--- START Working data ---

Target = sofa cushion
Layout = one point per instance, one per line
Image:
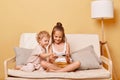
(22, 55)
(80, 74)
(87, 58)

--- END Working data ---

_Exercise objective_. Set down every line of the listing above word for word, leaving the pictures out.

_Final result_.
Target = sofa cushion
Layout = one point per instance, one per line
Image:
(22, 55)
(80, 74)
(87, 58)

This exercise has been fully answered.